__Supplied passage__
^^^^
Once every few years I end up, for one reason or another, having to implement an operator precedence parser. Getting it right is a bit fiddly. I once found a great article about how you do it and tend to just follow that but a while ago that article disappeared.
Now, again, I find myself having to implement an operator precedence parser, in yet another language, and so I dug up the old article on archive.org and decided: since I find it super useful and it’s completely gone from the web, maybe I should just host a copy here. So here it is. It’s a design doc from the sugar parser library written by Douglas Gregor. So, to be clear, I didn’t write this doc I’m just reposting it here (with a few minimal formatting changes) because it’s good and that way it’s at least available somewhere.
If anyone, particularly Douglas Gregor, has an opinion or an objection please leave a comment.
Shift/Reduce Expression Parsing
Introduction
The Sugar expression parser is similar to the class of operator-precedence parsers, but has been extended to support common requirements when parsing expressions, such as function application, confix (grouping) operators, and operator name disambiguation. Additionally, Sugar is intended to be usable without any precompiling phase, making it ideal for rapid or on-the-fly construction of expression parsers.
Expressions
For the purposes of this document, an expression is a sequence of operators and operands, where operators fall into one of the following categories:
Type | Arity | Placement | Examples |
---|---|---|---|
Prefix | Unary | Prior to operand | Unary minus |
Postfix | Unary | After operand | Factorial |
Infix | Binary | Between operands | Addition, multiplication, and division |
Confix | Unary | Surrounding operand | Parentheses, half-open ranges |
Function application | Binary | After first operand and surrounding second operand | Mathemetical functions (sin(x)), array indexes(a[5]) |
The confix and function application operators are essentially split into their component parts, an open symbol and a close symbol, during the parsing phase. The “open” symbol will occur on the left-hand side and the “close” symbol will occur on the right-hand side.
^^^^
__Material provided__
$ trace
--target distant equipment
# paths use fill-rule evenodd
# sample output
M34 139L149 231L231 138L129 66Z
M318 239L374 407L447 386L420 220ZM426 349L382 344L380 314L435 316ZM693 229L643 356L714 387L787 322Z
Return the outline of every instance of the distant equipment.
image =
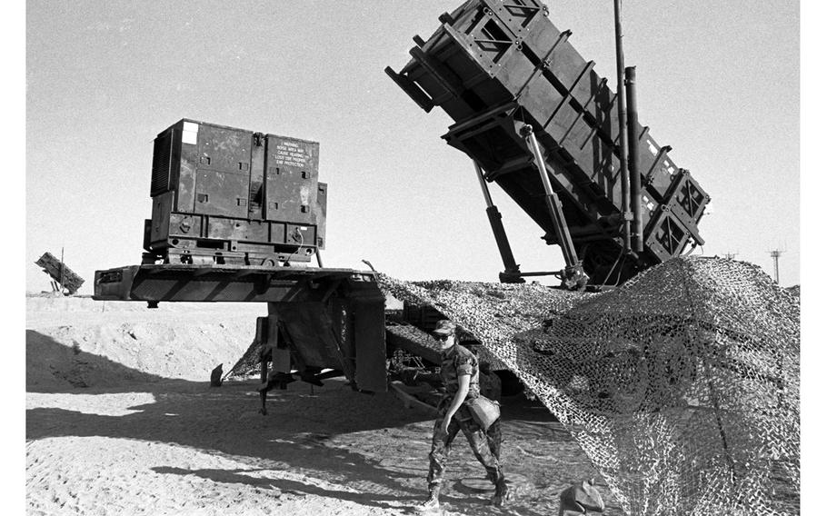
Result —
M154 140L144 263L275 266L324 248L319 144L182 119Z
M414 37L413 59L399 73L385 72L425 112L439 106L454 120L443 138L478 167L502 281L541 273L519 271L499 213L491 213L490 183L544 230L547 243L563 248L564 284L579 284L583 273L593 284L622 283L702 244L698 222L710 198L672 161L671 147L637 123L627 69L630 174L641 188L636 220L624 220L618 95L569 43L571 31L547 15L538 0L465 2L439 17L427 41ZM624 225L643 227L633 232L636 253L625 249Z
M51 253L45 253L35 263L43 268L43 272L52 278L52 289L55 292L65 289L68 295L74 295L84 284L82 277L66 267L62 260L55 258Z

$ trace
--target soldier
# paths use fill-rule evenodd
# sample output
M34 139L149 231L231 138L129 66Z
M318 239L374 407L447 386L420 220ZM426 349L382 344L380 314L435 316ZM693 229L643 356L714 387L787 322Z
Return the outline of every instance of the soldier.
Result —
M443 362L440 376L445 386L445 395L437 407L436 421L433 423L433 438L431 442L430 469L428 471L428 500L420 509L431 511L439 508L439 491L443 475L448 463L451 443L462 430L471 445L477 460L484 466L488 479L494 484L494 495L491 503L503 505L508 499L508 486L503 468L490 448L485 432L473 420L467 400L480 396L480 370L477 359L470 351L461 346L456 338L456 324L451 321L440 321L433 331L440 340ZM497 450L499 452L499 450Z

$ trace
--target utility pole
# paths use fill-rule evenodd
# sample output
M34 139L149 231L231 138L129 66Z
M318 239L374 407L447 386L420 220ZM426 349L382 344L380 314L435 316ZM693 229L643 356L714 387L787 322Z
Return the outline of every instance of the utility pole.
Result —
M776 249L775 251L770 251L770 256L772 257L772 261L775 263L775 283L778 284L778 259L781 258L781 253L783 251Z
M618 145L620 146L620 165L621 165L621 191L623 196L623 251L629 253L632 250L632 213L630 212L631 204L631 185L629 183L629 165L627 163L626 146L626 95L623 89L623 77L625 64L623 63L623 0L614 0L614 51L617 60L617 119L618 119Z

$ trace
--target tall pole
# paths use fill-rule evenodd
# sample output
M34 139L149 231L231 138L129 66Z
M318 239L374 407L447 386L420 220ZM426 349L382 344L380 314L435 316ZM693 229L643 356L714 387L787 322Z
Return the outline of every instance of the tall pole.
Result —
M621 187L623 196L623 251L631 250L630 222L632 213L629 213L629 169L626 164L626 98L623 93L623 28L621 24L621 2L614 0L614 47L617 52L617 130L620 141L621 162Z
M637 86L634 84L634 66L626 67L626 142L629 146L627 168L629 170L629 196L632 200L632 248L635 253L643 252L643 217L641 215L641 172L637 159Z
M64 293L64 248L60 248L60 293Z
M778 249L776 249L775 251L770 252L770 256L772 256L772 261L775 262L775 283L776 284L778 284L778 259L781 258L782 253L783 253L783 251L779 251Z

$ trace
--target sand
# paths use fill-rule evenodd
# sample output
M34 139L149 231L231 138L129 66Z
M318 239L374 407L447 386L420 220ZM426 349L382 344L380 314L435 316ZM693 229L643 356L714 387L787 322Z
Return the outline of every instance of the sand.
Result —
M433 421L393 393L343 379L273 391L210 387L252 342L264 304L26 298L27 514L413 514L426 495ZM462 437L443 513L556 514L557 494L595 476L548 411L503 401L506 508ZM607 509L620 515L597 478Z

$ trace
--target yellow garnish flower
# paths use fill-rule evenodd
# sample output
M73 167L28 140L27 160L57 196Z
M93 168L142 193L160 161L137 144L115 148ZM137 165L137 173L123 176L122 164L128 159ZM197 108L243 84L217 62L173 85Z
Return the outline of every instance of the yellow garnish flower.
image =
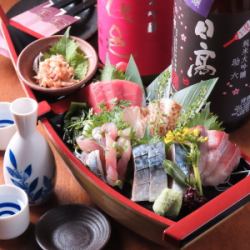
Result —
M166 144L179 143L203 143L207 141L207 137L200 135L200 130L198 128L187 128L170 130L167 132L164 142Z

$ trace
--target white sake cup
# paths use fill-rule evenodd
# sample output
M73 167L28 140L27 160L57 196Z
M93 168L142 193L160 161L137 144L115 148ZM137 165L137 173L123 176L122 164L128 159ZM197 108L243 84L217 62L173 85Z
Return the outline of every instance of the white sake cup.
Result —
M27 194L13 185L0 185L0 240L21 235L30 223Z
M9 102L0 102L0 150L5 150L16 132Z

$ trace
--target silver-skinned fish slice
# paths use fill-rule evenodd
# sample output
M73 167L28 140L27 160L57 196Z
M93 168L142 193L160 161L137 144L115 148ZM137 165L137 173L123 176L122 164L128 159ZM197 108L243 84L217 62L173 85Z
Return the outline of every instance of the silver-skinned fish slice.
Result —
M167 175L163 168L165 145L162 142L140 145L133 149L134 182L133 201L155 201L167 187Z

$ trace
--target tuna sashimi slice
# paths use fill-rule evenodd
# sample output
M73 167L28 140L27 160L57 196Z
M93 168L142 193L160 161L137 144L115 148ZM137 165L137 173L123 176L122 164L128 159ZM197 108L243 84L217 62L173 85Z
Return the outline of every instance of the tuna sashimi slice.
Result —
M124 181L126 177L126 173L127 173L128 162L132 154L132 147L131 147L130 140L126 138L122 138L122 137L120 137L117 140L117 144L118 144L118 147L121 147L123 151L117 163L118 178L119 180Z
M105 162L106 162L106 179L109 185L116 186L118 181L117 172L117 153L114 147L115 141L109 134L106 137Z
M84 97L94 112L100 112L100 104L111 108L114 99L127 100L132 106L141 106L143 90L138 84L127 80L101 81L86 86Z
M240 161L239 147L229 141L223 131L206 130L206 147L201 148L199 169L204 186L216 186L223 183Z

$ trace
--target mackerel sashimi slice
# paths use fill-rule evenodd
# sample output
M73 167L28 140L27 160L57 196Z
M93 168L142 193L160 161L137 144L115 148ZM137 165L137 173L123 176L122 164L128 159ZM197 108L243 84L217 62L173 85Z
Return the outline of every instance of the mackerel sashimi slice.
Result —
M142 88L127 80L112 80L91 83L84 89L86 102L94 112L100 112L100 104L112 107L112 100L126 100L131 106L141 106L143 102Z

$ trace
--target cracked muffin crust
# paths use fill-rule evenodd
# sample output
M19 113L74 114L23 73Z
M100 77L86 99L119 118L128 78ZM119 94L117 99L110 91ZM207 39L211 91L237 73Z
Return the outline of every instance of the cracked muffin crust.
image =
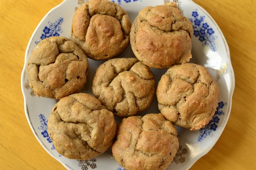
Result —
^^^^
__The tasks__
A) In the parser page, what example does the operator table give for a postfix operator?
B) Gather every line of the records that contains the string "crust", matching case exactly.

__Task-by-task answers__
A) Factorial

B)
--target cracked muffin crust
Return the outline of every instance of the cracked muffin crust.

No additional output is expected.